■ **Exercise**
Please extend the baseball story about Trevor Hoffman, picking up right after its final sentence.

■ **Selection**
---+---

It was a start, though.

Only two pitchers in baseball history know the terrible feeling of a walk-off loss in a winner-take-all tiebreaker game: Ralph Branca and Trevor Hoffman. On the first day of October, 56 years minus two days after Branca of the Dodgers threw the pitch that Bobby Thomson turned into The Shot Heard 'Round the World, the home run that won the 1951 NL pennant for the New York Giants, Hoffman, baseball's alltime saves leader, entrusted with an 8-6 lead over the Colorado Rockies in the bottom of the 13th inning, gave up three runs on just 19 pitches.

It was like watching a five-car pileup unfold on an icy freeway: double, double, triple, walk, sacrifice fly. Maybe the Rockies' Matt Holliday never did touch home plate with the winning run, but by then there was a move-it-along -there's-nothing-left-here -to-see feel to the proceedings. Colorado took the NL wild card, then advanced to its first World Series, winners, ultimately, of 21 of 22 games to get there.

The Padres went home.

"The finality of it..." Hoffman says. "There was no reward. If it happens in the playoffs, at least you were in the playoffs."

It was the second time in three days that Hoffman had let a playoff-clinching win get away. In Milwaukee two days before, he was one strike away from saving a 3-2 win that would have eliminated Colorado and put the Padres in the playoffs, another celebratory moment in a season full of them. Ace Jake Peavy was on his way to the pitching Triple Crown and Cy Young Award. Hoffman got his 500th career save. His former teammate and close friend, Tony Gwynn, had been inducted into the Hall of Fame.

That one strike Hoffman needed to put San Diego in the playoffs? Turned out he needed it against Tony Gwynn Jr., who as a boy would try to keep up with Hoffman during the pitcher's strenuous pregame workouts. Hoffman loved his company. The two played a game that Hoffman had made up: A trainer would loft a football while you were running sprints, and you'd have to run under it and catch it. Two points were awarded for a one-handed catch, one for a two-handed catch, nothing for a drop. "My hands were too small to catch one-handed," Tony Jr. says, "so I could never beat him."

As Gwynn stepped in with two outs and a runner at second, the Padres stood like sprinters in the starting blocks on the top of the steps of the visitors' dugout, ready to storm the field.

"I had never faced him," Gwynn says. "I didn't watch any film. I had a memory log from all the times I'd seen Trevor do his thing."

---+---

Detection examples:
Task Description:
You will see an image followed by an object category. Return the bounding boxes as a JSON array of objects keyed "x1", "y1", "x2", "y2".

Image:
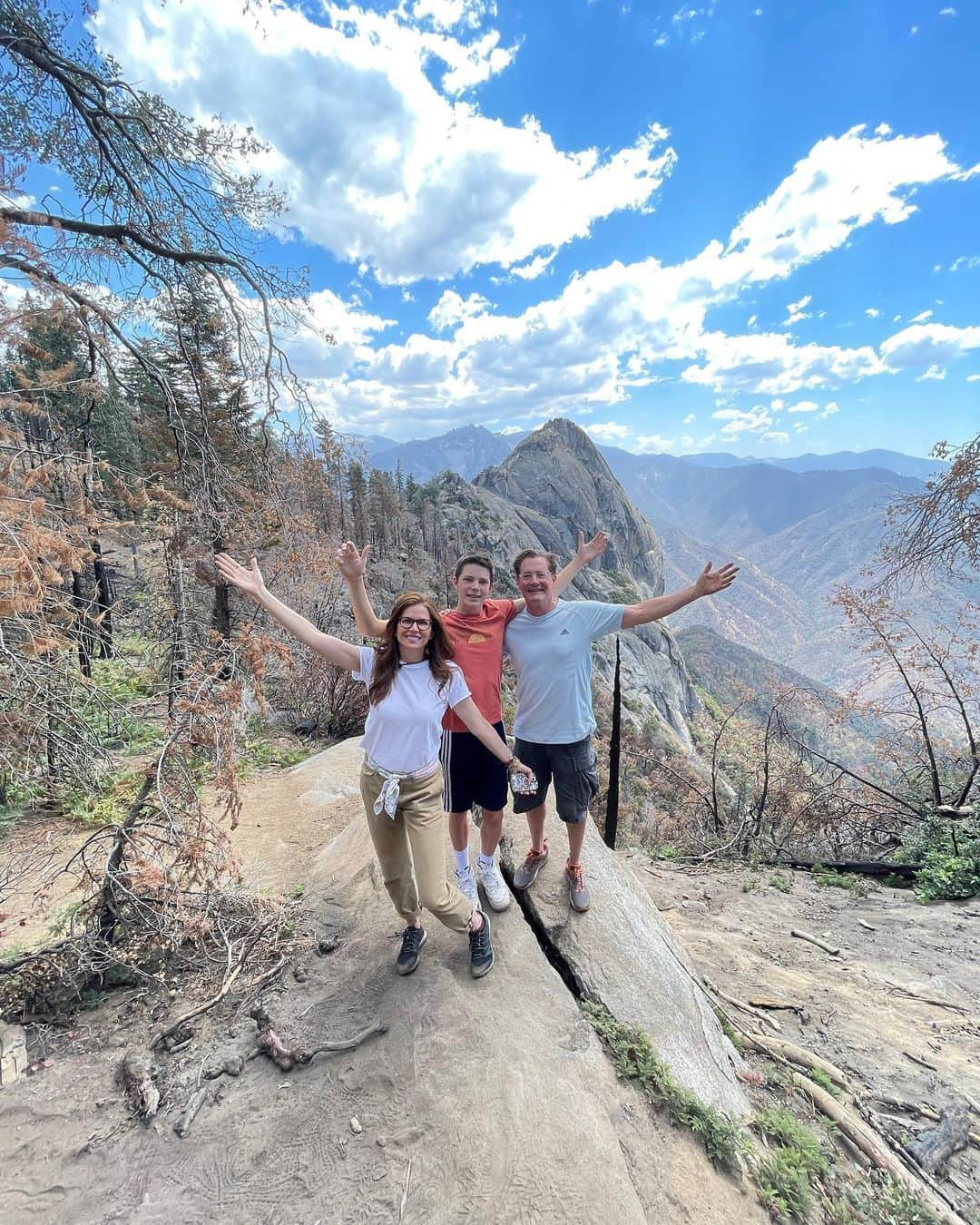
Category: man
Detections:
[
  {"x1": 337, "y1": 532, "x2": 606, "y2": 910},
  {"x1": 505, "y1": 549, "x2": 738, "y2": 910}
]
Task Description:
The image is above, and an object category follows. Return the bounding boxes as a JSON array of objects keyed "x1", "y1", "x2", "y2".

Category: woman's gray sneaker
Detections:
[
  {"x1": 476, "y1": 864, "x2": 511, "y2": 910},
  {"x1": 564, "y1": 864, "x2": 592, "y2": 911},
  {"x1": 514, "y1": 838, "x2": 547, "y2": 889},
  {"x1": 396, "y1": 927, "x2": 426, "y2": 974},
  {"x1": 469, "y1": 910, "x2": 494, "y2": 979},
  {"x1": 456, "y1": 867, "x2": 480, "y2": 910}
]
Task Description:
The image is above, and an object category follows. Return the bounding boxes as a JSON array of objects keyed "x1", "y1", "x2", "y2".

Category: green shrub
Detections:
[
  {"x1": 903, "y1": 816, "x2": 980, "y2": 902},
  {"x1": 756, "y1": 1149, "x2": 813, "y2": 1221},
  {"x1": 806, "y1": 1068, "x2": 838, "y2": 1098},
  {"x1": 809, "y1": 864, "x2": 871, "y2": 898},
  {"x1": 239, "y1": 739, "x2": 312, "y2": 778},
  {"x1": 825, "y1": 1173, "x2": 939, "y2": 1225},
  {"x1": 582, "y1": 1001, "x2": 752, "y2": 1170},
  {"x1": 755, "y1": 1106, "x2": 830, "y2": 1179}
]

---+---

■ **The answer**
On a 2-2 pitch Hoffman threw his signature changeup, its fastball disguise a mystery to so many hitters over the last 15 years. Kept it low, too.

The kid pulled it into the rightfield corner for a triple. Game tied. He made sure not to make eye contact with Hoffman as he stood on third. He did peek into the Padres' dugout. "You could see there was a big letdown," he says. "Guys moving off the top step, like they were thinking, Oh, my God."

The Padres lost in 11 innings, 4-3. They fell the next day too, 11-6. Then the day after that, 9-8. Three games. Leads in every one of them, two of them in the hands of the best closer they've ever had. Where do you go from there?

Home is a good place to start.

Maybe 1% of all ballplayers become Hall of Famers, and only a few of those players become civic icons. Ernie Banks in Chicago, Al Kaline in Detroit, Cal Ripken in Baltimore. Hoffman, a longtime resident of Rancho Sante Fe in San Diego County, belongs in that group.

A supporter of the National Kidney Foundation, Hoffman -- who lost a kidney as an infant -- meets "Kidney Kids" before every Saturday home game. The son and son-in-law of military servicemen, Hoffman regularly buys tickets for Marine families, many with a parent deployed overseas.

"Trevor is San Diego," says G.M. Kevin Towers. "He's our Tony Gwynn now."

Hoffman didn't venture out much after the loss to the Rockies. "But then," he says, "complete strangers were coming up to me and supporting me. I went to the grocery store, and people were going, 'I just wanted to tell you that you had a great year. Keep your head up.' It happened over and over.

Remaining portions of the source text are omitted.